> **EXERCISE AIM**
Check each line of the material below for "tight". Report how many have it, with no other words.

> **EXTRACTED DATA**
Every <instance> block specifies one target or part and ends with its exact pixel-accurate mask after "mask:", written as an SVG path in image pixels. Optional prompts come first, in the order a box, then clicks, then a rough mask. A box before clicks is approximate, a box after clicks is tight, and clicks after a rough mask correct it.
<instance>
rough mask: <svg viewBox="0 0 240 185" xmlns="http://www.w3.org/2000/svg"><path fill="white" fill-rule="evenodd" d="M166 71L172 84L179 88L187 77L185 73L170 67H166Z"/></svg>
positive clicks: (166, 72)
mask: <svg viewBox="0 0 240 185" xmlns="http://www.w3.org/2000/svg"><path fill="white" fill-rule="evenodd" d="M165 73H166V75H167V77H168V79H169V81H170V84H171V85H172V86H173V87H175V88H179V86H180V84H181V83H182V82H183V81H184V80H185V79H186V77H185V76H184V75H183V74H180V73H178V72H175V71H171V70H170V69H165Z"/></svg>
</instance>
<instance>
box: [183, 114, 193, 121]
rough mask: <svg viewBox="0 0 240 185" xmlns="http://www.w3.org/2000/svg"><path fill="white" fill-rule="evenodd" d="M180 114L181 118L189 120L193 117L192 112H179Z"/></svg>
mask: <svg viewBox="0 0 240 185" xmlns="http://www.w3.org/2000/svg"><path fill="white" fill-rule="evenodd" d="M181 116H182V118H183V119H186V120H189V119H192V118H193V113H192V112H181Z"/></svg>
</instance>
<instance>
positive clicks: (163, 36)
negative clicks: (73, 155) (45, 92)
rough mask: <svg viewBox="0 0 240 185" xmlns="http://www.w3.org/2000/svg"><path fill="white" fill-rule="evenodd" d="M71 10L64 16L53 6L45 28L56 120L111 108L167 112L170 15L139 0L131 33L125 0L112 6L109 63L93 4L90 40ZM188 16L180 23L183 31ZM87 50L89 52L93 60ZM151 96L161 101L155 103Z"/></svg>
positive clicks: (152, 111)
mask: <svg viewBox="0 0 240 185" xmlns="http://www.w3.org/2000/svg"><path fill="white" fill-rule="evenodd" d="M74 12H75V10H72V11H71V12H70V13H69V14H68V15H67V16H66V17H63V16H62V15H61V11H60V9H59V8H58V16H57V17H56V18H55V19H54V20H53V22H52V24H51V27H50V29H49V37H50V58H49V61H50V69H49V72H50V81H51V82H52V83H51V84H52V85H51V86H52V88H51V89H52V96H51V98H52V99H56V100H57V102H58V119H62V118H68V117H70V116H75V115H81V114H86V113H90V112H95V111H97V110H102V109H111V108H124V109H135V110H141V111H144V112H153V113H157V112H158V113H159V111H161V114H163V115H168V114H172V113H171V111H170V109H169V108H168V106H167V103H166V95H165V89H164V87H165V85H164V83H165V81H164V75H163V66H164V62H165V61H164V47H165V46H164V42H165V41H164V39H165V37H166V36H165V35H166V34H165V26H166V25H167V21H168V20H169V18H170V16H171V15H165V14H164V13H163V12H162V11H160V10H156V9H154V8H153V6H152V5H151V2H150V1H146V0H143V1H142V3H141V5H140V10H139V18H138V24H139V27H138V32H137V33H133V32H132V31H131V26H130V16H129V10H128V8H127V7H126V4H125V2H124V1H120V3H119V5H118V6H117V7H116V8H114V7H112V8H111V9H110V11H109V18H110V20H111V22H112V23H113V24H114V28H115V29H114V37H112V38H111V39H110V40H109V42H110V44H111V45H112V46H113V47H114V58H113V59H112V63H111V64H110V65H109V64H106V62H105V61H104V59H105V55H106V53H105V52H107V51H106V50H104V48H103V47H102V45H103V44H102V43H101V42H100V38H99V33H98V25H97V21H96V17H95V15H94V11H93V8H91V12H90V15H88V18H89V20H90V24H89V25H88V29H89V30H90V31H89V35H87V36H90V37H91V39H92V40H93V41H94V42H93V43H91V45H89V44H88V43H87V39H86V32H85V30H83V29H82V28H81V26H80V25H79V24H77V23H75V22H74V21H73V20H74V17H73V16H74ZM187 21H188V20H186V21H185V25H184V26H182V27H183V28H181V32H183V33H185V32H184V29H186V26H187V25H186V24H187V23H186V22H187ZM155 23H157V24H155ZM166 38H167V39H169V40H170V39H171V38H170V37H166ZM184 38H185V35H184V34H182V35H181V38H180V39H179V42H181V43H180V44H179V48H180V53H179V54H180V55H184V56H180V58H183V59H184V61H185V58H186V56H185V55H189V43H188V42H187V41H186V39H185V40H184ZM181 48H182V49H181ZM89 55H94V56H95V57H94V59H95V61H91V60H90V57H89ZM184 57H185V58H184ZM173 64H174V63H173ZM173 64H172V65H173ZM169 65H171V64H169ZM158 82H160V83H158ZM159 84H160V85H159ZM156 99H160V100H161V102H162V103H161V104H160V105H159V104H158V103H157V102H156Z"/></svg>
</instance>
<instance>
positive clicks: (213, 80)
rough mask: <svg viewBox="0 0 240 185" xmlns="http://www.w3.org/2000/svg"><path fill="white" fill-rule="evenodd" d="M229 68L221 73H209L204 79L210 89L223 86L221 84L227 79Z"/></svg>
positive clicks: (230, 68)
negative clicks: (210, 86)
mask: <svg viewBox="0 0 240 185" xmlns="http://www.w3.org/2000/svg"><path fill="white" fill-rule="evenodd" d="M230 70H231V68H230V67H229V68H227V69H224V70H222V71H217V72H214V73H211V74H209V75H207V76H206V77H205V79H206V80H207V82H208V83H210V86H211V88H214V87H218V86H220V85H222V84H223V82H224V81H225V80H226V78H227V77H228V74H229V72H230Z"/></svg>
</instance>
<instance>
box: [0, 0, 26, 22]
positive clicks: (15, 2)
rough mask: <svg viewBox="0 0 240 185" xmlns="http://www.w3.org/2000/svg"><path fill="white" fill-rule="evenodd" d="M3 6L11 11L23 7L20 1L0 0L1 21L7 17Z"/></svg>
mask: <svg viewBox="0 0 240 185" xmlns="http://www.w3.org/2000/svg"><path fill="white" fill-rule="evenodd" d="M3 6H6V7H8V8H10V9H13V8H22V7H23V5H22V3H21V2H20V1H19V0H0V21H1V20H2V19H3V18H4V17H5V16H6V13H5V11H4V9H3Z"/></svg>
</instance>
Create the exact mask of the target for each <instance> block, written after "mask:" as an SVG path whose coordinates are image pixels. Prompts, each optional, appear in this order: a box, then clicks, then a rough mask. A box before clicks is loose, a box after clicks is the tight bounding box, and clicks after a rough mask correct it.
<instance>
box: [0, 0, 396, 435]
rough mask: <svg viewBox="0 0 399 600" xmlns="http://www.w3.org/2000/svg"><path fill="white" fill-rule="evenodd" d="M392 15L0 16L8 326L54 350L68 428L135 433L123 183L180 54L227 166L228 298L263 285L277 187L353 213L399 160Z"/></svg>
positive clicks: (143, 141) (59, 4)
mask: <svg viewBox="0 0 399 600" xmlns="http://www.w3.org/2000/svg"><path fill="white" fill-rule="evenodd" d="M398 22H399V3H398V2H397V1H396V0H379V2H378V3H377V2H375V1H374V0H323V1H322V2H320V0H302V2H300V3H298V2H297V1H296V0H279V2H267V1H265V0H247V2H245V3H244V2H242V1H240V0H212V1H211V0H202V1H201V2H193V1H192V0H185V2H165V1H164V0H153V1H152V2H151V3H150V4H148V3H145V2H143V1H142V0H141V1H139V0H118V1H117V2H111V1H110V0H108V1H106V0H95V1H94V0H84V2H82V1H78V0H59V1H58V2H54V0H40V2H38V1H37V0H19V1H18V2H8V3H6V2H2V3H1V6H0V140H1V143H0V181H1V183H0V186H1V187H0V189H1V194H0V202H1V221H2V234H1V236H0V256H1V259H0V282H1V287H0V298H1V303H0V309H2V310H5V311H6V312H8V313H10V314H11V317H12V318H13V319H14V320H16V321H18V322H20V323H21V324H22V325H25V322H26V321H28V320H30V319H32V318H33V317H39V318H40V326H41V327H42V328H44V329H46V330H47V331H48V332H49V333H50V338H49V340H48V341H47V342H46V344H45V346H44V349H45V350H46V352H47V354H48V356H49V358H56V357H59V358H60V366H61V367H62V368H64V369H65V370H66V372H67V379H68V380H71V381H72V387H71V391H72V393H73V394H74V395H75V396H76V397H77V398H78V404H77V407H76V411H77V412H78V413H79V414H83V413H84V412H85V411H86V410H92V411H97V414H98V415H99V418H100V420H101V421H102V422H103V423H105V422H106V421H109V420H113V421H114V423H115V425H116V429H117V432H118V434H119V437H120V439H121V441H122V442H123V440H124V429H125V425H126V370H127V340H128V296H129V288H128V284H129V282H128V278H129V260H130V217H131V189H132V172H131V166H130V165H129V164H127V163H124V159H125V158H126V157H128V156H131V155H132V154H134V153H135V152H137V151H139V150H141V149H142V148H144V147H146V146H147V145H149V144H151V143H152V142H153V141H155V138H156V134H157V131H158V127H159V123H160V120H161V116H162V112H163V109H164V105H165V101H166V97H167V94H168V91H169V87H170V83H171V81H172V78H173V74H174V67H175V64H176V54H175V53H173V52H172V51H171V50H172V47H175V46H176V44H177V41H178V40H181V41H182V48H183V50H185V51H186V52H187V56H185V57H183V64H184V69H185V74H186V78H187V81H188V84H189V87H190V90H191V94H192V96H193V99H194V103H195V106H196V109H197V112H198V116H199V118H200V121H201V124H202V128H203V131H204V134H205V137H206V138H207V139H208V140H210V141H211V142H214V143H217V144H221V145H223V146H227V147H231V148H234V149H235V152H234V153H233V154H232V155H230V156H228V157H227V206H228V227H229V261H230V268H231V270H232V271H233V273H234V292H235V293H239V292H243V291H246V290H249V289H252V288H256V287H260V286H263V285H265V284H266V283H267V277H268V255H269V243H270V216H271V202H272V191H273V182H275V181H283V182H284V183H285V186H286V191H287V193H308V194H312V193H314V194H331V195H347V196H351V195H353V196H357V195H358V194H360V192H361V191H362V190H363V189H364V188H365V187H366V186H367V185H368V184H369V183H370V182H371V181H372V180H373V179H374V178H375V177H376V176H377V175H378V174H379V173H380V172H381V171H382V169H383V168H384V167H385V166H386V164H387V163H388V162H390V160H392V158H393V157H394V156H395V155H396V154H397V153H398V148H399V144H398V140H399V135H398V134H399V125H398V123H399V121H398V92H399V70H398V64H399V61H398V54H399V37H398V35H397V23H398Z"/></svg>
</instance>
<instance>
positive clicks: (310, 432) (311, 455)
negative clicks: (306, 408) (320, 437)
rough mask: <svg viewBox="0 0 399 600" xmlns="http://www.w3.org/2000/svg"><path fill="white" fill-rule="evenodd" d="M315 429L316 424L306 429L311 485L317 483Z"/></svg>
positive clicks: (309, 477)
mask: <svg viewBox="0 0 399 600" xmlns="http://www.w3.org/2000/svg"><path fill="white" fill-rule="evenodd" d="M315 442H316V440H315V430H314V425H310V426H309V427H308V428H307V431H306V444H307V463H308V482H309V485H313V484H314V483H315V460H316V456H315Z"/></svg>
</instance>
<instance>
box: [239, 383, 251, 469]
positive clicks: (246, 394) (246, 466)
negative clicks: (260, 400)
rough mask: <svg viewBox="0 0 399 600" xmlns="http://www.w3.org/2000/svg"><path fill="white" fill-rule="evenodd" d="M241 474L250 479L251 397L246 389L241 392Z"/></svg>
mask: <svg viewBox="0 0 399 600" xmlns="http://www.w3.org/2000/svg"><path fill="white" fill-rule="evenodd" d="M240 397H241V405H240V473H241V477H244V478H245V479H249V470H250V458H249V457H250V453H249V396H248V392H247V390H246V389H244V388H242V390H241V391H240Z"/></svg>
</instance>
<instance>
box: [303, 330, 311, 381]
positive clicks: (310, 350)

> **ANSWER TO THIS PROBLEM**
2